Set task: Show each line below that has the word "stem" in it, copied in full. Capital and small letters must match.

-- begin Data records --

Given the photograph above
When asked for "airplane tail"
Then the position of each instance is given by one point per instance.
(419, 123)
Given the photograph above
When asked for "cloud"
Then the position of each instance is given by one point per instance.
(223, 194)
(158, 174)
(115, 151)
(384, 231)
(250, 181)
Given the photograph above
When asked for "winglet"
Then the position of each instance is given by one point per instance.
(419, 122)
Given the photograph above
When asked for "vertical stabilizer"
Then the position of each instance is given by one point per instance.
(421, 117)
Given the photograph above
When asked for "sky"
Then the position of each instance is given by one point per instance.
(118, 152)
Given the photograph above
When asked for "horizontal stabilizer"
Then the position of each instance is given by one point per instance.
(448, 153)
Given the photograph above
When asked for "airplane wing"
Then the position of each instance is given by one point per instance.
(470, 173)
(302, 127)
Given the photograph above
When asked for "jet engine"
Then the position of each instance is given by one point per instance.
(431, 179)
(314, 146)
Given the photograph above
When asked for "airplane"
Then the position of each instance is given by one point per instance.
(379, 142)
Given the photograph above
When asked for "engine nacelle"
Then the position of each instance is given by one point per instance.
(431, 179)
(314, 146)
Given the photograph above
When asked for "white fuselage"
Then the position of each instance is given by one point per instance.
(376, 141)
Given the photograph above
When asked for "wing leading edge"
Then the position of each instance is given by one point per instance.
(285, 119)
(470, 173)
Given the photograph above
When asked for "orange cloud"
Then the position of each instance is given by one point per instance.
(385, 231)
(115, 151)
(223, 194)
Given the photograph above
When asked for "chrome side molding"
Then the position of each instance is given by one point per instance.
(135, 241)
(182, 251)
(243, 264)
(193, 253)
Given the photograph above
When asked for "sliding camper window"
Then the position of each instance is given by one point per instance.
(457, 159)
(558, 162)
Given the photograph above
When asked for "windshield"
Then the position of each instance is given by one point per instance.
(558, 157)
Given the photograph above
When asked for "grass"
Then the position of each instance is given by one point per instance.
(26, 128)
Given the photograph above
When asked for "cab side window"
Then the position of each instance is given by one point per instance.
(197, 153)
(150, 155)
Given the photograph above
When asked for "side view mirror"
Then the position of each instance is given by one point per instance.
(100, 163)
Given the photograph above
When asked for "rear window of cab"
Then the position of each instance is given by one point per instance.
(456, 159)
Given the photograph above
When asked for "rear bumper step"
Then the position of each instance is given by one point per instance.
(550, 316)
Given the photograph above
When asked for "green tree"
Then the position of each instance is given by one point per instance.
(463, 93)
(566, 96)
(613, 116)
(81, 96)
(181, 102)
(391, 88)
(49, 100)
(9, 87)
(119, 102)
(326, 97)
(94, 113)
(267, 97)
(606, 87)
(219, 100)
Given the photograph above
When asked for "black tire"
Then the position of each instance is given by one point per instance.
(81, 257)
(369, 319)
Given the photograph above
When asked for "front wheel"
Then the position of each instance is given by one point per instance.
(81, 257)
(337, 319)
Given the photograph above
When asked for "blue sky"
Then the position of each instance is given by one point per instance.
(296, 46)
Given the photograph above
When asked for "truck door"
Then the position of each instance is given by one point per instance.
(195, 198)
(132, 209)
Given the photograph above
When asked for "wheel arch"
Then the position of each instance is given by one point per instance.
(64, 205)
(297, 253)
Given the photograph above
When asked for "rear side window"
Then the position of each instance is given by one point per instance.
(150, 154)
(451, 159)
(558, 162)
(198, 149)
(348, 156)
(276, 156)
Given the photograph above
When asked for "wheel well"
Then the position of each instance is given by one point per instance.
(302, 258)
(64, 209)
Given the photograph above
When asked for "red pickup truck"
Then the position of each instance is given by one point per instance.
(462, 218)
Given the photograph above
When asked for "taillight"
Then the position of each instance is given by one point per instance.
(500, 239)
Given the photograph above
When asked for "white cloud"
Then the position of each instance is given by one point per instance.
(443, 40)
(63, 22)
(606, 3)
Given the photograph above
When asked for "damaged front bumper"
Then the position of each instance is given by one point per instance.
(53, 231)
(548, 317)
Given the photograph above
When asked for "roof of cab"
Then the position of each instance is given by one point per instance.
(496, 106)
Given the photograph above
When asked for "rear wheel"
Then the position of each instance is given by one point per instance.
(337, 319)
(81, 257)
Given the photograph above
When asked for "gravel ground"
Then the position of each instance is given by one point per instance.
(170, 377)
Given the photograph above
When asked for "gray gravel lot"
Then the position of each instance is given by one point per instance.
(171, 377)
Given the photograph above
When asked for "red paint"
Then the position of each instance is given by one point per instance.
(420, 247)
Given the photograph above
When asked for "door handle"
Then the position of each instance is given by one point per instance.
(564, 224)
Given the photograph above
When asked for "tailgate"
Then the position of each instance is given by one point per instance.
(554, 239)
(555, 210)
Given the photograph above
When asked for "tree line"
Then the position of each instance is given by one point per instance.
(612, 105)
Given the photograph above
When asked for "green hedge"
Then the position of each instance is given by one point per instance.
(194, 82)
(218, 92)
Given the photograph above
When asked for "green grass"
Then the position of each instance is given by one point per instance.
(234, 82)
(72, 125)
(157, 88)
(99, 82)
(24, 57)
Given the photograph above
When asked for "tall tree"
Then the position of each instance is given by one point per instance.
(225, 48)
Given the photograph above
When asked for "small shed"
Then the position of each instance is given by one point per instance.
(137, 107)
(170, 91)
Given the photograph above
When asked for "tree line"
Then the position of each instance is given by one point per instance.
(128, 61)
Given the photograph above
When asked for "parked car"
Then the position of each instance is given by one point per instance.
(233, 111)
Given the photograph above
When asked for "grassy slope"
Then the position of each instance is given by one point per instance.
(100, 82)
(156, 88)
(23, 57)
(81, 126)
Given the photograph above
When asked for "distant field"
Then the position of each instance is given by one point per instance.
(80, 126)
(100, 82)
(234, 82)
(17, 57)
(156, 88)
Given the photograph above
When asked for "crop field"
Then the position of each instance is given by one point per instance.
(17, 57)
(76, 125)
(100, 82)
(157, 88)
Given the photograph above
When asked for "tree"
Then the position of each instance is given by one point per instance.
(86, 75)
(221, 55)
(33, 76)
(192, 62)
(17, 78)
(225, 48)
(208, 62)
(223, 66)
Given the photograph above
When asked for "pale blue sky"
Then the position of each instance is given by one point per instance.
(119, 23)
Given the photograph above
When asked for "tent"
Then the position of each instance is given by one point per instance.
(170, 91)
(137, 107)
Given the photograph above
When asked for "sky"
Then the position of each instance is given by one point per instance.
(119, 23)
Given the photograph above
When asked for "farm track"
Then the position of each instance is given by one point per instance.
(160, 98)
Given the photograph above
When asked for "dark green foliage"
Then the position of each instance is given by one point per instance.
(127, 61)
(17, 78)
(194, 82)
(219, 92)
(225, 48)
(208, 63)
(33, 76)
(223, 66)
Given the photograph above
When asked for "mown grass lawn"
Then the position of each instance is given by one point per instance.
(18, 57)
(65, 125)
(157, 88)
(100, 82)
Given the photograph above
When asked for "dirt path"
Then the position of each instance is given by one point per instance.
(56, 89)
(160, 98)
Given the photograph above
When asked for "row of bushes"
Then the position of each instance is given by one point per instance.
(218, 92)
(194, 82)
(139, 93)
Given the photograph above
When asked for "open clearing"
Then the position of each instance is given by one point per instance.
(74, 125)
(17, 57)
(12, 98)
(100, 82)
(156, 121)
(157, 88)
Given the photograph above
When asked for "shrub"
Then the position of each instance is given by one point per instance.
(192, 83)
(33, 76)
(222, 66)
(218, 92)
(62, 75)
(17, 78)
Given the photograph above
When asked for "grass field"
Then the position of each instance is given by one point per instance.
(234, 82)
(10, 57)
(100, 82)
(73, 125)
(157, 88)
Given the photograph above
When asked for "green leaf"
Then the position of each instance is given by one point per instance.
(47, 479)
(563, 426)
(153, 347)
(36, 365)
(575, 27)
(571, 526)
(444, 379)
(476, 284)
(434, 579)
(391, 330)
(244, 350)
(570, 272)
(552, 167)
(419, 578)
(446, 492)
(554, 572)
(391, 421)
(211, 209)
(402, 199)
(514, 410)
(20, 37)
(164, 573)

-- end Data records --
-- begin Data records --

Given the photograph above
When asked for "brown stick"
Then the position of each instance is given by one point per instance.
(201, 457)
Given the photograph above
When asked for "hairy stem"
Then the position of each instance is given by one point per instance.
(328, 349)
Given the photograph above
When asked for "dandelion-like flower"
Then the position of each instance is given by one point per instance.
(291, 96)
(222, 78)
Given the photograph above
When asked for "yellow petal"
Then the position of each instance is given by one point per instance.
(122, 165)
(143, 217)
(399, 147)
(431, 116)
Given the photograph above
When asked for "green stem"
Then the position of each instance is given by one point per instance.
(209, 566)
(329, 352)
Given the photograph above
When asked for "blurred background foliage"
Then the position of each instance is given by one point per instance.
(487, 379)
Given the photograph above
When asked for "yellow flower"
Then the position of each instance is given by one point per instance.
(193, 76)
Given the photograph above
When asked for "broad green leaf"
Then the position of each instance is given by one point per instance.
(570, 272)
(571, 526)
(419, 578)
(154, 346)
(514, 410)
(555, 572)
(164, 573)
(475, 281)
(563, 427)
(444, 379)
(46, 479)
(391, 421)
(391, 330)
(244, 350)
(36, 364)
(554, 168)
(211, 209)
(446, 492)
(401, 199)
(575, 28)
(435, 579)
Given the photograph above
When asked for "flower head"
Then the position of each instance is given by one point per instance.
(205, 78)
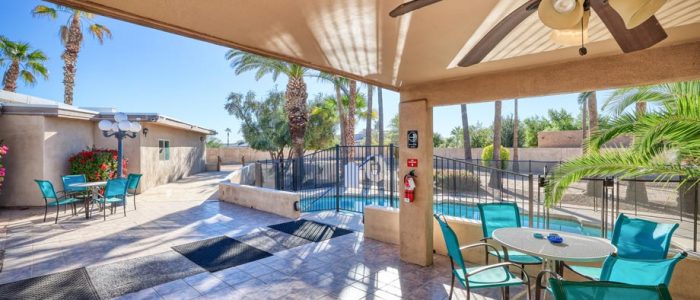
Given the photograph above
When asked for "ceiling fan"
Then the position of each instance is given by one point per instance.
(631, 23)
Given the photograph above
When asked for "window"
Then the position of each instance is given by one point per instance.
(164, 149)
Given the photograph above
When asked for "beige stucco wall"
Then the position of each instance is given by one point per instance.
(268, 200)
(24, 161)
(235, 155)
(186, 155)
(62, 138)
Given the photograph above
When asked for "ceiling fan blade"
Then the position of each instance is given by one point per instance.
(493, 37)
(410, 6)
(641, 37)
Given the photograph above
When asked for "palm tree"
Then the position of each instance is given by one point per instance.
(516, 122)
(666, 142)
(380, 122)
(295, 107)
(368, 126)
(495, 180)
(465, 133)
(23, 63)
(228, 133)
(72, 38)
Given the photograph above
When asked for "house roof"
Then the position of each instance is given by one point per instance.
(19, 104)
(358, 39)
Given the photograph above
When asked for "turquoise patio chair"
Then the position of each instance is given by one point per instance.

-- end Data records --
-- begin Data records --

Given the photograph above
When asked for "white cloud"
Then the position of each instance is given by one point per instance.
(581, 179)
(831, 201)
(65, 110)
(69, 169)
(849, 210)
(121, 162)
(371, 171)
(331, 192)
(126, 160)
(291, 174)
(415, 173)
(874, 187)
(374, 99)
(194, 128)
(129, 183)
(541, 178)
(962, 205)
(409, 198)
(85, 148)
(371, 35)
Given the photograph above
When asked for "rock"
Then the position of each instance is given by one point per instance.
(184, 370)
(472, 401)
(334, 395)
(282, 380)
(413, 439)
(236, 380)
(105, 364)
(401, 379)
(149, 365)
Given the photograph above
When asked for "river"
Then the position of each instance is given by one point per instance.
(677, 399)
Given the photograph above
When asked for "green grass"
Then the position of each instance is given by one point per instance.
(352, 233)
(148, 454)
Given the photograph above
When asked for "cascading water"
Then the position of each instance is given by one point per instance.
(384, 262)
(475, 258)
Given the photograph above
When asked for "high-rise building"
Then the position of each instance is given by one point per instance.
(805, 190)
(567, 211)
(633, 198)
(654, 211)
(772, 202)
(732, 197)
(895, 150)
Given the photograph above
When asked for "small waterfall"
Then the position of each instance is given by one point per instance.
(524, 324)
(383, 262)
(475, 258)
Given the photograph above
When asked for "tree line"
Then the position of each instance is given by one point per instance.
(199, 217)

-- end Data records --

Task output:
When asked for "hairy stem"
When asked for "green stem"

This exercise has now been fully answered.